* [EXERCISE OBJECTIVE] Rewrite the listing from its start through the line containing "[214,115,500,325]", keeping every line and shifting each bounding-box coordinate up by 44. Leave the pictures out.

Records of labeled boxes

++++++

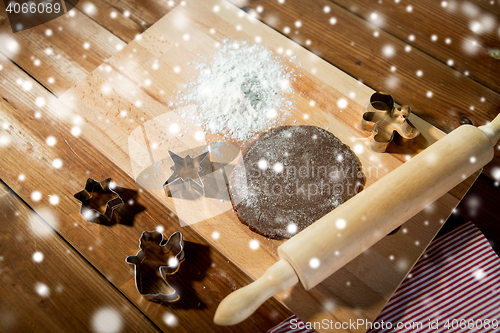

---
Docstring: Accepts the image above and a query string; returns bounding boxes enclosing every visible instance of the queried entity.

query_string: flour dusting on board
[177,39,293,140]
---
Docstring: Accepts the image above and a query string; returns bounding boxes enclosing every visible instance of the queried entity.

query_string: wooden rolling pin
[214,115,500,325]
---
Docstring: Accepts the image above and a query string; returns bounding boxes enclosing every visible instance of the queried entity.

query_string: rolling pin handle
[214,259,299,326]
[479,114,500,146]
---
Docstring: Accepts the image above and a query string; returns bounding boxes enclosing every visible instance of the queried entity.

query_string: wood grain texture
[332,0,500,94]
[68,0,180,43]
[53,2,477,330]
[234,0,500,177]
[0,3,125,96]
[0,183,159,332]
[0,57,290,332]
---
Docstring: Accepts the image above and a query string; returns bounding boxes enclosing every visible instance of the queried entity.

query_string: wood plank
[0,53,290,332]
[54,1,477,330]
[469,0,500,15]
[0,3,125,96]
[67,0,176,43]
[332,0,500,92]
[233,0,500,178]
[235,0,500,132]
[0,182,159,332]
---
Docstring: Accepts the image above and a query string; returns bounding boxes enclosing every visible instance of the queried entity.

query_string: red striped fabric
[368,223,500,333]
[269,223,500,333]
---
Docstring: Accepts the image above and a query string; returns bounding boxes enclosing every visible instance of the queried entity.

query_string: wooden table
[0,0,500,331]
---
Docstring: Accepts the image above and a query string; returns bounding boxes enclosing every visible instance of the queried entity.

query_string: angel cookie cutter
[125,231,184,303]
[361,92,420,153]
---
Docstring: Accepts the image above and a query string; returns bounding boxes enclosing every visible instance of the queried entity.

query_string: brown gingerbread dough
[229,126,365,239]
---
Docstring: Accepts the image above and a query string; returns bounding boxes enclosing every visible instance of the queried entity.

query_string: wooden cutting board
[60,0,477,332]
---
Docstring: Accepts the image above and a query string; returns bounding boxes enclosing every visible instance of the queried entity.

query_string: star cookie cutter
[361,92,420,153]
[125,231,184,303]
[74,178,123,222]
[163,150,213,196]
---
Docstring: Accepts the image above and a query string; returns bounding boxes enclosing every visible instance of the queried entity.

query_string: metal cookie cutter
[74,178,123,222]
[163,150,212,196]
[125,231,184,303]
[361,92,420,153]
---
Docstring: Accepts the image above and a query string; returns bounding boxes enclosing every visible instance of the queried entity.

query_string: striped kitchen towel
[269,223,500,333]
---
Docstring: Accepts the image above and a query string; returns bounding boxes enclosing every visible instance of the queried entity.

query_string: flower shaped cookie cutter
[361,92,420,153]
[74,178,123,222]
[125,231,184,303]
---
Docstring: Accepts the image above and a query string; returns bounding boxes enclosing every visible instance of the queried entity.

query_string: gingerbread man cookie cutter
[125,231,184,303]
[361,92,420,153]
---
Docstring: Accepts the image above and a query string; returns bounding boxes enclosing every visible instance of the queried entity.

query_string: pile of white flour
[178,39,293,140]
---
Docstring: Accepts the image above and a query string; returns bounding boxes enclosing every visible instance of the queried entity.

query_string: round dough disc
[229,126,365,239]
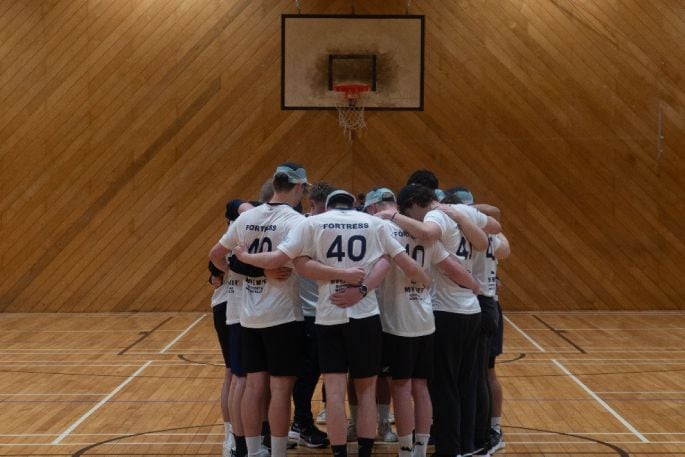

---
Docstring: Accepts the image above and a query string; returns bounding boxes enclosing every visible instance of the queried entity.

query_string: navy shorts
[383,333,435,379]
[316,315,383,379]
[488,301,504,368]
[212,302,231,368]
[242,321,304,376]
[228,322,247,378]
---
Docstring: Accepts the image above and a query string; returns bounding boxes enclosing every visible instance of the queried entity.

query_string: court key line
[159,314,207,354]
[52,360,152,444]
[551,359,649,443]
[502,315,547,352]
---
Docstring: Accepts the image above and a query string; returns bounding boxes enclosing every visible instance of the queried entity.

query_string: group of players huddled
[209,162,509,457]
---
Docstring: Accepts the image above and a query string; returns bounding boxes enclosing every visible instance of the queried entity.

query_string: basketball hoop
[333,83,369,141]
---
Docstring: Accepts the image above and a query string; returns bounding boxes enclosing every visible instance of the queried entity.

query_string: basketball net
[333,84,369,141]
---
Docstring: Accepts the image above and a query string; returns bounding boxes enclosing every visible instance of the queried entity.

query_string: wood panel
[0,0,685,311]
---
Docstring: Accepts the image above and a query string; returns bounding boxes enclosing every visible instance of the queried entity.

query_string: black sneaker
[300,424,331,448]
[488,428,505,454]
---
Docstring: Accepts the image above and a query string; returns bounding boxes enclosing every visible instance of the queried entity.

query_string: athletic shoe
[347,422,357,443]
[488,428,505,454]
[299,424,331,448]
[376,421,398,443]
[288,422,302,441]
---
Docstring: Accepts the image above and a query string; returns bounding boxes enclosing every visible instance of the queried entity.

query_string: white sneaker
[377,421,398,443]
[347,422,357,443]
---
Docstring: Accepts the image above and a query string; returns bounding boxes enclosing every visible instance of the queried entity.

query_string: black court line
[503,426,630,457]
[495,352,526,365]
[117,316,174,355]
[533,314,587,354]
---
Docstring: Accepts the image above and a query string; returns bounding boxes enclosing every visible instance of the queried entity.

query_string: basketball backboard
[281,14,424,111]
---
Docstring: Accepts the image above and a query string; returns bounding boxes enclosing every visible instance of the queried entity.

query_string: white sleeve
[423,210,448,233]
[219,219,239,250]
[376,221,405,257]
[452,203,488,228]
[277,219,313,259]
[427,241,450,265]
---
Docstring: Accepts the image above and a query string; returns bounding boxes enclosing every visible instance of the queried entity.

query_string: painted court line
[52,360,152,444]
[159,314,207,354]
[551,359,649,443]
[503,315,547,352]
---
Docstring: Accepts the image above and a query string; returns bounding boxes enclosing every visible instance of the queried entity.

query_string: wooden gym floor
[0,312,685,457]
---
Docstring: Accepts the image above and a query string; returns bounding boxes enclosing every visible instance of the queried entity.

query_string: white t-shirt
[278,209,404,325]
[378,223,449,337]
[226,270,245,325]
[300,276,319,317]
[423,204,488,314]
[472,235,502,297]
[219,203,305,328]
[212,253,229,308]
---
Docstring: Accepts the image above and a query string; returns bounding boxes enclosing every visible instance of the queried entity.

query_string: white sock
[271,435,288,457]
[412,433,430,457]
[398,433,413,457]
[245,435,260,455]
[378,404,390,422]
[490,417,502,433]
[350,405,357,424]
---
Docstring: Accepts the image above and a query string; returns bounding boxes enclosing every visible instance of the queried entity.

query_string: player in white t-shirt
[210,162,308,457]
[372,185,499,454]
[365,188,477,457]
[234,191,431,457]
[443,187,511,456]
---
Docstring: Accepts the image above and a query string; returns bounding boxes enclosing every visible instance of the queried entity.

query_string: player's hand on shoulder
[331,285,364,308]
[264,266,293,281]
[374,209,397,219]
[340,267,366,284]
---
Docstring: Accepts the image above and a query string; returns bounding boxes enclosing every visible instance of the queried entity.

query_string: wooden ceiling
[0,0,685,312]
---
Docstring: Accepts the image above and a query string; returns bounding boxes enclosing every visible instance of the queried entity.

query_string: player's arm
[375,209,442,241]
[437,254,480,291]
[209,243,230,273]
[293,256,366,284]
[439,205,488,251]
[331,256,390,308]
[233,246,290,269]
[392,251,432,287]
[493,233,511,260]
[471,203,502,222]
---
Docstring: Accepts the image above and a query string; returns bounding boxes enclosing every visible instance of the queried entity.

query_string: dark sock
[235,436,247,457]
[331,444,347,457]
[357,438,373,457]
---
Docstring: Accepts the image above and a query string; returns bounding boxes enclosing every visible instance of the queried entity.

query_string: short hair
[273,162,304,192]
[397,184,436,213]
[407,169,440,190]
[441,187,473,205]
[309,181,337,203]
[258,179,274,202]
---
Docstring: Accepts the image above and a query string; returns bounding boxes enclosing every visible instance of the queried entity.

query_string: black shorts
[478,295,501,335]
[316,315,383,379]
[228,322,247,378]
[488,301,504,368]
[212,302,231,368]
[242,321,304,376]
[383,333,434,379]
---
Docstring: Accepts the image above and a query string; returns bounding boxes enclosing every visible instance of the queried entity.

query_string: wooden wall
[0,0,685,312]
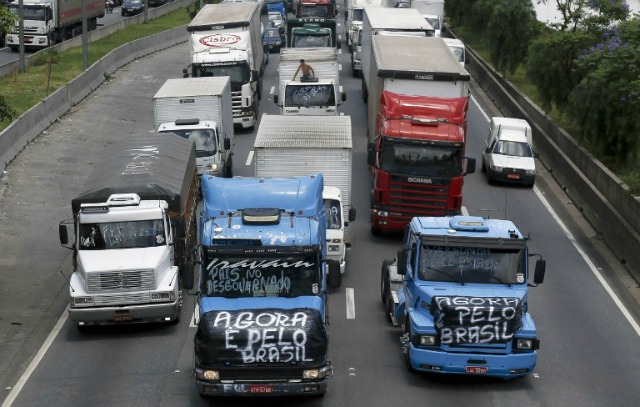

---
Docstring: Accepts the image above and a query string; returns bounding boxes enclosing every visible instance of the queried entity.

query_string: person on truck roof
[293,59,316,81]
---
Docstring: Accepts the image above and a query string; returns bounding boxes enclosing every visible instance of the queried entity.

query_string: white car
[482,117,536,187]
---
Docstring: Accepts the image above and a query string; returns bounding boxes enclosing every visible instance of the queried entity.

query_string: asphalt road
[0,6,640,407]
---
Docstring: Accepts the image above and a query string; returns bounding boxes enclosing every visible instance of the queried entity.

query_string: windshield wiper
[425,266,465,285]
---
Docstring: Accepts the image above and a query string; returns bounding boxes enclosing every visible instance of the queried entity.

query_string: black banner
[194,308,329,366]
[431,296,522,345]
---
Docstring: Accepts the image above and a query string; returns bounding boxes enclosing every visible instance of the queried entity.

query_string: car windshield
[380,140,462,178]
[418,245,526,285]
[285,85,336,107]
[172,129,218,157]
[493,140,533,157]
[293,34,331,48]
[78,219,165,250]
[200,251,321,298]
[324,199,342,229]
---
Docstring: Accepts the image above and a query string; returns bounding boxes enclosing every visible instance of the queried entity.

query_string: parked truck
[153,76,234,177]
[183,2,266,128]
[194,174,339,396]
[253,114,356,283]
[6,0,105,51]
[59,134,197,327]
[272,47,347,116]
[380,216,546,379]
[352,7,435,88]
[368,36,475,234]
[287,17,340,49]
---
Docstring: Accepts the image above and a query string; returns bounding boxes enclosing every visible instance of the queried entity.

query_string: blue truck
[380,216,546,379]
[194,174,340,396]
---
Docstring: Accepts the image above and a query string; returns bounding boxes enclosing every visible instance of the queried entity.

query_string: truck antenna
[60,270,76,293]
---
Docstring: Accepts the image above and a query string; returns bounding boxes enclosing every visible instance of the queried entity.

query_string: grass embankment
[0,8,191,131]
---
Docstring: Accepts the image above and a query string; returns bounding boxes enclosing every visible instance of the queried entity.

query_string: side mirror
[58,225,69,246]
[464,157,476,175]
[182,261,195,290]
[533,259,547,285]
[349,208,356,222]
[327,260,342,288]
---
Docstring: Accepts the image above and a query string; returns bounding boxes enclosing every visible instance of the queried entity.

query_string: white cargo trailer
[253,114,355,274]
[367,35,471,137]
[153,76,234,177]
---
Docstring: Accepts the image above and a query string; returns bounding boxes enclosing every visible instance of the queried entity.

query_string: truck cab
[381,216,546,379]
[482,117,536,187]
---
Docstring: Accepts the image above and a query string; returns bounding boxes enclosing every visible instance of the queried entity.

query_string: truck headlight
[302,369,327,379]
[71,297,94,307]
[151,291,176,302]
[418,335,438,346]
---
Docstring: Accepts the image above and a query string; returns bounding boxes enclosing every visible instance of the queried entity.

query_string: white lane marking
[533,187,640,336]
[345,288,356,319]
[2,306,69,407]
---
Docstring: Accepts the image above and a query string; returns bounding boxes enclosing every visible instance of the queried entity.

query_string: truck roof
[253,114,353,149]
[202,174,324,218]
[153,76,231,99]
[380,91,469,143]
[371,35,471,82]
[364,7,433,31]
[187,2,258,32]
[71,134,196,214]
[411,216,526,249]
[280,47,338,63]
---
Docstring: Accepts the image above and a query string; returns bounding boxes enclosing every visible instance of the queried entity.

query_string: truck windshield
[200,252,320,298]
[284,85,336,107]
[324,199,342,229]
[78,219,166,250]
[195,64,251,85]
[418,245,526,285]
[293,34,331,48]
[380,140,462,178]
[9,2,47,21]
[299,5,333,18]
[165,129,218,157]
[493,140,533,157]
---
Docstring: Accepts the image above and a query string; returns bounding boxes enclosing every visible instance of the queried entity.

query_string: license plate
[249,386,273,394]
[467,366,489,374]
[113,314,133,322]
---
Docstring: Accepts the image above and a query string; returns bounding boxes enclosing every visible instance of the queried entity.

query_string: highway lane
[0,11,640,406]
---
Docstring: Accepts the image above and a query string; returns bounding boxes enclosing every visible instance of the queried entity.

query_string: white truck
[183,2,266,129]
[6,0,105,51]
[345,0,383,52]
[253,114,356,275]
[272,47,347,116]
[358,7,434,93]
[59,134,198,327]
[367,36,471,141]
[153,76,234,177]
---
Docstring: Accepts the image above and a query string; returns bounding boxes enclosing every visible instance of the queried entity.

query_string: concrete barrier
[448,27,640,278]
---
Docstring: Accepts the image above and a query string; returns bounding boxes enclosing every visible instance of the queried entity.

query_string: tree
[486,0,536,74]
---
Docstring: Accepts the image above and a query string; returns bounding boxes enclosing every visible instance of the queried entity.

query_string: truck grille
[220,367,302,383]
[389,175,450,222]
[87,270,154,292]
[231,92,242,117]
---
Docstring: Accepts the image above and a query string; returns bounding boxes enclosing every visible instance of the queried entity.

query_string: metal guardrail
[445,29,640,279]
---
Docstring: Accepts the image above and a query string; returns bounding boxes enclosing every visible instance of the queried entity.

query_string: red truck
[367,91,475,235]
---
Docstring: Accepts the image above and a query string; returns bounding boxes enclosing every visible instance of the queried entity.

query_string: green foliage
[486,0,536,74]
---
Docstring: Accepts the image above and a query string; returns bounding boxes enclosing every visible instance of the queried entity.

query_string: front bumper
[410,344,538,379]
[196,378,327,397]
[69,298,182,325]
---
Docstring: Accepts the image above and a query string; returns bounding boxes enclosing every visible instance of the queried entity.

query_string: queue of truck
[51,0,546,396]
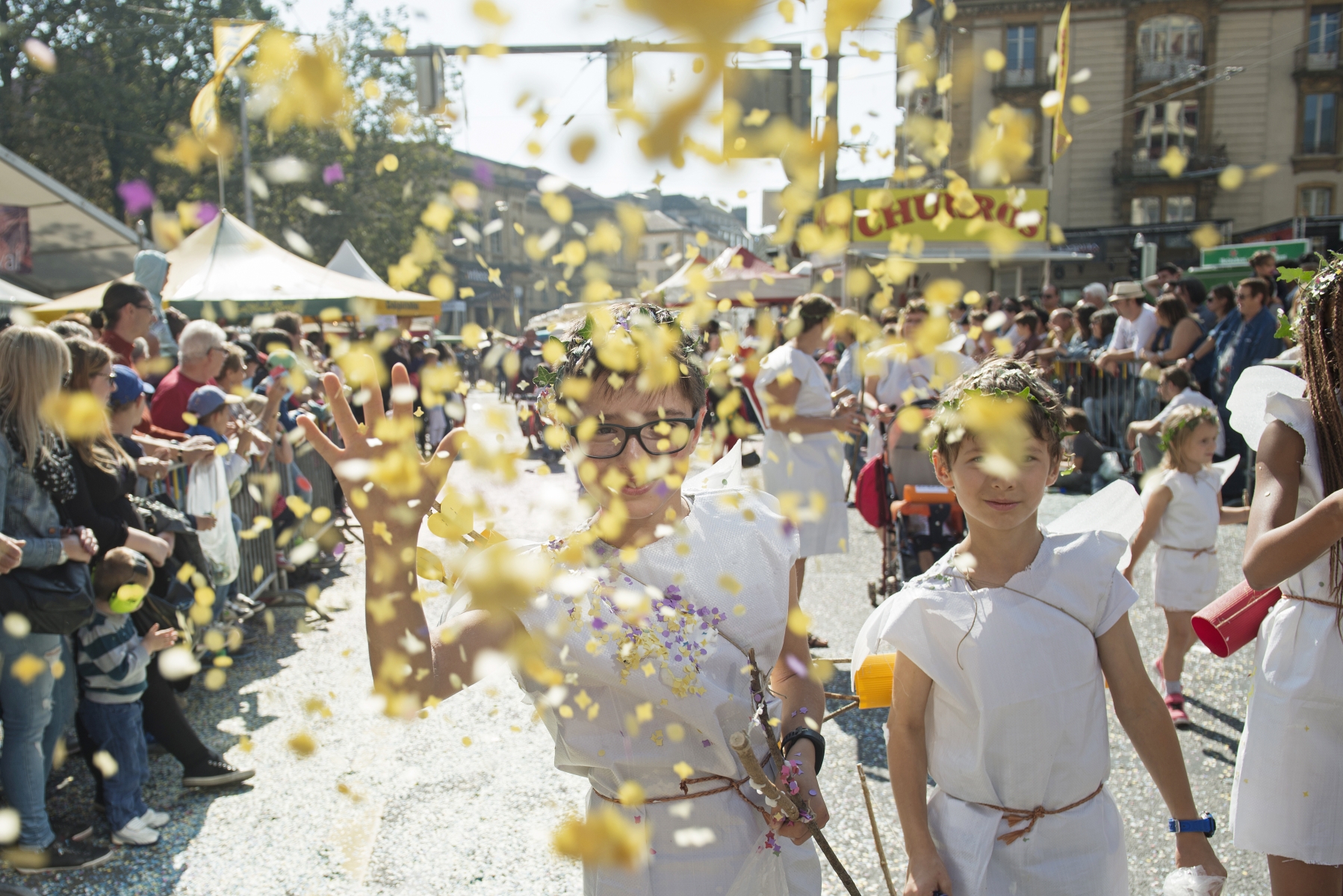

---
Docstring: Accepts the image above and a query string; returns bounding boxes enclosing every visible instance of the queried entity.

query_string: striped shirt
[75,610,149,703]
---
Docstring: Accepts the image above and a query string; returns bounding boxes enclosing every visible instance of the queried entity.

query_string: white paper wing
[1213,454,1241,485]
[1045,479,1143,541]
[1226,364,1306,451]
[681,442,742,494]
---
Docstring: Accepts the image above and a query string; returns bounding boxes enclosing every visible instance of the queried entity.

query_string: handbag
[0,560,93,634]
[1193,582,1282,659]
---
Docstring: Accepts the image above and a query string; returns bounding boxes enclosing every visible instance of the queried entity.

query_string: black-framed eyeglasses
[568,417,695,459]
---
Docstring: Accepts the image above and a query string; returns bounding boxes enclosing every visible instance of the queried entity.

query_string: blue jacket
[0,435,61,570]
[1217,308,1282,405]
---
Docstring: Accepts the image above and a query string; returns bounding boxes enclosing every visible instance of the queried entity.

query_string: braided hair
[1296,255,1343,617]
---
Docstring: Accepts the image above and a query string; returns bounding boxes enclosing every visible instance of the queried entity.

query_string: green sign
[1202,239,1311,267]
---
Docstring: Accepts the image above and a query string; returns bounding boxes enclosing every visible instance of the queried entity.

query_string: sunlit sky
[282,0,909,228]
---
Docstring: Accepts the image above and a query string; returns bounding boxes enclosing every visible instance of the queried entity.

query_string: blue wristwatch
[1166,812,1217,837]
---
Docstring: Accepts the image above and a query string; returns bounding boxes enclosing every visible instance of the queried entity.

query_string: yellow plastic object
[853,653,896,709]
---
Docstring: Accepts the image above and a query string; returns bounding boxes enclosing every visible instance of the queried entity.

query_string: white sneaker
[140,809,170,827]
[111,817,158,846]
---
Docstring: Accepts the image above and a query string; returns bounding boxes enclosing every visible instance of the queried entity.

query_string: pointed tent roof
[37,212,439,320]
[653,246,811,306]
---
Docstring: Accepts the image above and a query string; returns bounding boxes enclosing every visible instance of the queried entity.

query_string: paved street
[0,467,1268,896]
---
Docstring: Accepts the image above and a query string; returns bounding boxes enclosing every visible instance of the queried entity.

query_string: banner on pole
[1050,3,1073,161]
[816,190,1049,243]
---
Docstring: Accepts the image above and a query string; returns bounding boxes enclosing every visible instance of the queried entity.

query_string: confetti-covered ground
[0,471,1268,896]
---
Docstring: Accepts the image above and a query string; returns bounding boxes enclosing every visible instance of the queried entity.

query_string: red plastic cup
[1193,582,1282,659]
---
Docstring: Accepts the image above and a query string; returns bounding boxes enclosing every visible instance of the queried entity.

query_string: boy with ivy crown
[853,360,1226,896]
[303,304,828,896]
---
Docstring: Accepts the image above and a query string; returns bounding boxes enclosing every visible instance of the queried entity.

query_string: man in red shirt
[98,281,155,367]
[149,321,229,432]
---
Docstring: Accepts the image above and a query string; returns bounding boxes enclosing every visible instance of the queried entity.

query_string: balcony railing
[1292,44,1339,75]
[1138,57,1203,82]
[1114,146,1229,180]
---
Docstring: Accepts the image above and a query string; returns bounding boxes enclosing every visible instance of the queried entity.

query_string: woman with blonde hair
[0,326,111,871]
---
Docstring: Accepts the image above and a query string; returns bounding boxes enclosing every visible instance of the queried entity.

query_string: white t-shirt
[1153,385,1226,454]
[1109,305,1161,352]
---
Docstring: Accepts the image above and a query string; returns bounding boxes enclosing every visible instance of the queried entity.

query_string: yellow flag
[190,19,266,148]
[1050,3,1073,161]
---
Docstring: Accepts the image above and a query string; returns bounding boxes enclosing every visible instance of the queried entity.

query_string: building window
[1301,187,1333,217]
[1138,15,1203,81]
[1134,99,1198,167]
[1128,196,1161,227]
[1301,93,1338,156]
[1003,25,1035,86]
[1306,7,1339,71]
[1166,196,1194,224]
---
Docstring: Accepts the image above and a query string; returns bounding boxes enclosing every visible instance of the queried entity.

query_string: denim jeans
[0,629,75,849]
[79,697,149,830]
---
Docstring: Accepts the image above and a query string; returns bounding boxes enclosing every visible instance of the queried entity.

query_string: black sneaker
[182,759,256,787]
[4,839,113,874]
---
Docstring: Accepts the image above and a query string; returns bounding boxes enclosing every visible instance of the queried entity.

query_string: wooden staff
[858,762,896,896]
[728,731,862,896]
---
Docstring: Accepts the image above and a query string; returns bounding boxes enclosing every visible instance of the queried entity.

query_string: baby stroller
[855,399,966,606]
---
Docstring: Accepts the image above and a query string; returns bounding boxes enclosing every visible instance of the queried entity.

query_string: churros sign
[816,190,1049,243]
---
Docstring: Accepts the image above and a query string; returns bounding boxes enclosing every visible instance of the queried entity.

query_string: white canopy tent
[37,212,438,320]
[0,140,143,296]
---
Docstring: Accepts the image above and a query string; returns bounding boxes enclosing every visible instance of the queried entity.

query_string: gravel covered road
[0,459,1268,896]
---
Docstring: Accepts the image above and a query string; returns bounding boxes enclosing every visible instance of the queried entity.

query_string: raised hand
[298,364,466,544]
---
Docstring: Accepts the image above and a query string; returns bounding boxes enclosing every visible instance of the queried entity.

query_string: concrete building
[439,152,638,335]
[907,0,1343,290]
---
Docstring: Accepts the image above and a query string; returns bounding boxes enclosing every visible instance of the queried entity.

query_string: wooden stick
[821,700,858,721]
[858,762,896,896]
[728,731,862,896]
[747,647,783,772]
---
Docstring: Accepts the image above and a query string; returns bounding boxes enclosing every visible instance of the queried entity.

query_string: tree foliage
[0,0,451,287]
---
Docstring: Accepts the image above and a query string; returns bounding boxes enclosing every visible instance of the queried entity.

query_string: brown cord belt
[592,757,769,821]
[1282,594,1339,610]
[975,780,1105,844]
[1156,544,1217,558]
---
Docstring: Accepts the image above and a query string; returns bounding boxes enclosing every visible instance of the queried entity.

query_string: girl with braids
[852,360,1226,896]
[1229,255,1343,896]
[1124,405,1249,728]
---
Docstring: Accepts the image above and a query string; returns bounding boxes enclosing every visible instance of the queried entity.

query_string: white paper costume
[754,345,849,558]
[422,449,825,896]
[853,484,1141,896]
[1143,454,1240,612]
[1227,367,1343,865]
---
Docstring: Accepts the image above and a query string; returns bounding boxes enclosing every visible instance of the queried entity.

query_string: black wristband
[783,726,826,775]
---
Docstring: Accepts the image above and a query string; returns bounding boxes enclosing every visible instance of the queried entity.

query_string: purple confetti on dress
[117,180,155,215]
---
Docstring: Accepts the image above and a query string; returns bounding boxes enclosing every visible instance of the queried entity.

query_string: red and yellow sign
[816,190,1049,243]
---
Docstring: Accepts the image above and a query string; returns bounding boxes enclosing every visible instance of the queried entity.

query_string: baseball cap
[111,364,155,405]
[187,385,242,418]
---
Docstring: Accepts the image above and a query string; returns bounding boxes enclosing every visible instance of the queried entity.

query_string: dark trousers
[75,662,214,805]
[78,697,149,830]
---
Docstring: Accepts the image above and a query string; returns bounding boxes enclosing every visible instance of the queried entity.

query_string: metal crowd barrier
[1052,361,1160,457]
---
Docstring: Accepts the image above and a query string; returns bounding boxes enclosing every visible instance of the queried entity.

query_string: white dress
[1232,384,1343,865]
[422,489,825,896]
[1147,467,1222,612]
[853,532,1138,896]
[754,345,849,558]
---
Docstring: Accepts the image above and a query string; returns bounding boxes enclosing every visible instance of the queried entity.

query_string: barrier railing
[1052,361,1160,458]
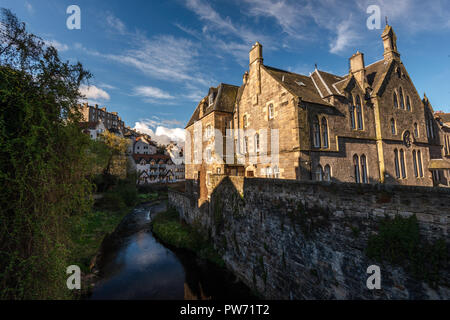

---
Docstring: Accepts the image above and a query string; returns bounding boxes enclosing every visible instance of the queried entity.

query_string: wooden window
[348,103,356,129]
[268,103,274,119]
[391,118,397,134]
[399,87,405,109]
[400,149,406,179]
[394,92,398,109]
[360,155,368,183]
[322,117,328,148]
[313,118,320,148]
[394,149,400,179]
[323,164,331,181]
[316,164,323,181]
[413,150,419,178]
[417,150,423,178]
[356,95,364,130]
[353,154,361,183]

++++++

* [WRITTEN ANSWER]
---
Docstring: Accepts the image above and a query string; returns bounding boxes enclosing every visible instance of the queried entity.

query_string: flour dusting on board
[221,83,337,184]
---
Docstring: Accepts the image above and a query string; returns bounding boxes enclosing every visible instance of the queried entity.

query_string: wooden rolling pin
[258,159,544,369]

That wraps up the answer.